### GIVEN DATA

· · · · ·

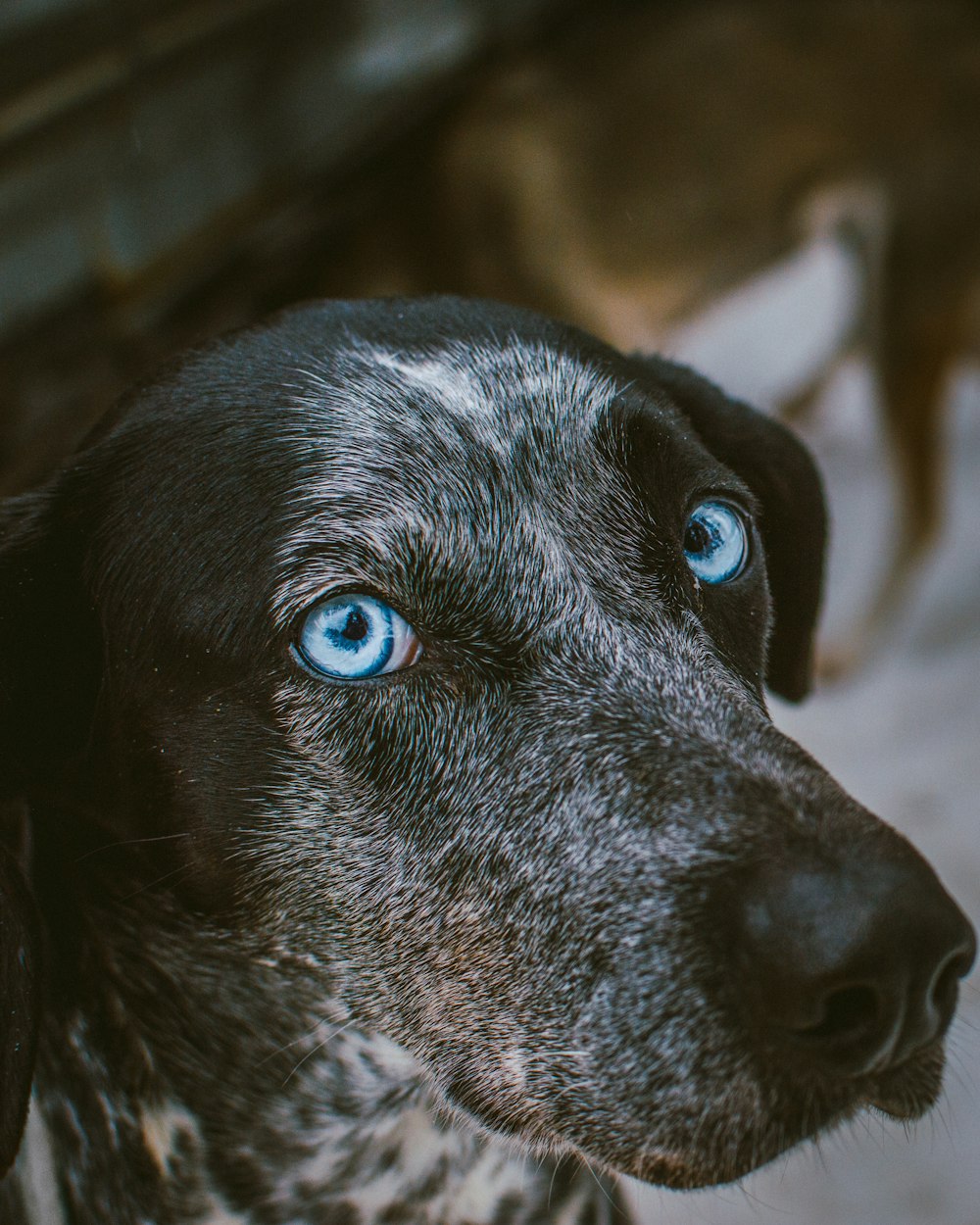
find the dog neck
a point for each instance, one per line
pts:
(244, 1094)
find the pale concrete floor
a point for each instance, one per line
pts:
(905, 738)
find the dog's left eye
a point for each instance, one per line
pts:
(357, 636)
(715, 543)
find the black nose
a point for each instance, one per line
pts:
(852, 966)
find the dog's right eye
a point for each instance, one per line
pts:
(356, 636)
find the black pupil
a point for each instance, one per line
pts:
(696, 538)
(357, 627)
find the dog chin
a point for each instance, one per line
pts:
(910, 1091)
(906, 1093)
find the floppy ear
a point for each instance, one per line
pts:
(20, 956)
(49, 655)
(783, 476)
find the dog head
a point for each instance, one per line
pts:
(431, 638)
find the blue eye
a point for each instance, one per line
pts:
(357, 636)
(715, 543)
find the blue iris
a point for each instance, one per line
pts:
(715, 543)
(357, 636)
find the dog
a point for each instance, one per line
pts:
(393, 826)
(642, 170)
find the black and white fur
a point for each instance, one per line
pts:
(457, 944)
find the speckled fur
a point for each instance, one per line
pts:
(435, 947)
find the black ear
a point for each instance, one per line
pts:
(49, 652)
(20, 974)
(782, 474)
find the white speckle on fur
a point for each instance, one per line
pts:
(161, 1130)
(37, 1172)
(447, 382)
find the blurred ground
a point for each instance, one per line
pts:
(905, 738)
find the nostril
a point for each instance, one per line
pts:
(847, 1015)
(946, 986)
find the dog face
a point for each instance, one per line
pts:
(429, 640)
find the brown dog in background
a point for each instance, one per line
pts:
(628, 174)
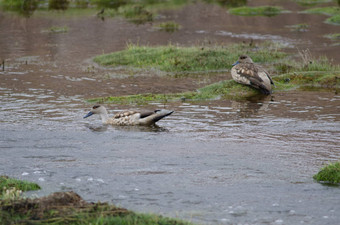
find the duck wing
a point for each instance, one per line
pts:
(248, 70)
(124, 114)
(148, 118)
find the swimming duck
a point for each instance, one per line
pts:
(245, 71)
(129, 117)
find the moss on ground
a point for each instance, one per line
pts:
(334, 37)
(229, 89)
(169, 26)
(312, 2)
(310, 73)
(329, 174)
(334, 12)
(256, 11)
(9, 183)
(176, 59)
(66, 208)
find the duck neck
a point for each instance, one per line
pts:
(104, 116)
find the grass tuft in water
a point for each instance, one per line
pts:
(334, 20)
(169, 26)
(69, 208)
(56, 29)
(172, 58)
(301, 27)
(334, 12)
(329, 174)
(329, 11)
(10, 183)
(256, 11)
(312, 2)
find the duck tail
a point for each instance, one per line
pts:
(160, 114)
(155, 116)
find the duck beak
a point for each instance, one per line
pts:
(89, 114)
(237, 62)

· · · · ·

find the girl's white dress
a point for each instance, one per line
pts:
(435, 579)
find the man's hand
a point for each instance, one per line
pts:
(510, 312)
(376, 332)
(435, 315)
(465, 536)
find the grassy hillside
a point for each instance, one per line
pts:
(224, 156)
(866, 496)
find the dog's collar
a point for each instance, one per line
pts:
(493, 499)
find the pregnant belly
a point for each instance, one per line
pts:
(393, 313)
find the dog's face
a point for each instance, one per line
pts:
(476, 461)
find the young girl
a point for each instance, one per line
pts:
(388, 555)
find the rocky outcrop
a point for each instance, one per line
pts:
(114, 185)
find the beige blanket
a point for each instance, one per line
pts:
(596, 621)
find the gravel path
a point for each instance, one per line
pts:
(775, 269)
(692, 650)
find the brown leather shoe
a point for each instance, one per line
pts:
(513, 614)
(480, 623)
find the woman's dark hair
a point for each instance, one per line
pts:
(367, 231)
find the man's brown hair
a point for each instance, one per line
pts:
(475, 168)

· · · · ·

### EXERCISE INSTRUCTIONS
Above, find the line with "find the speckled fur"; copy it and every line down to the line with "find the duck wing", exactly and both included, but no pictures.

### RESULT OF THIS EXERCISE
find the speckled fur
a point for each instance, one per line
pts:
(435, 947)
find the black ear
a point for each instance, one per line
pts:
(49, 652)
(20, 974)
(782, 474)
find the white speckle on fur
a point for each instance, one per line
pts:
(161, 1130)
(37, 1172)
(447, 382)
find the blurred ground
a point for each instance, one per line
pts:
(905, 738)
find the nostril
a point for each instance, one per line
pts:
(847, 1015)
(946, 986)
find the dog face
a point for each instance, one per line
pts:
(429, 640)
find the brown dog in background
a point for each instance, one per line
pts:
(628, 174)
find the duck wing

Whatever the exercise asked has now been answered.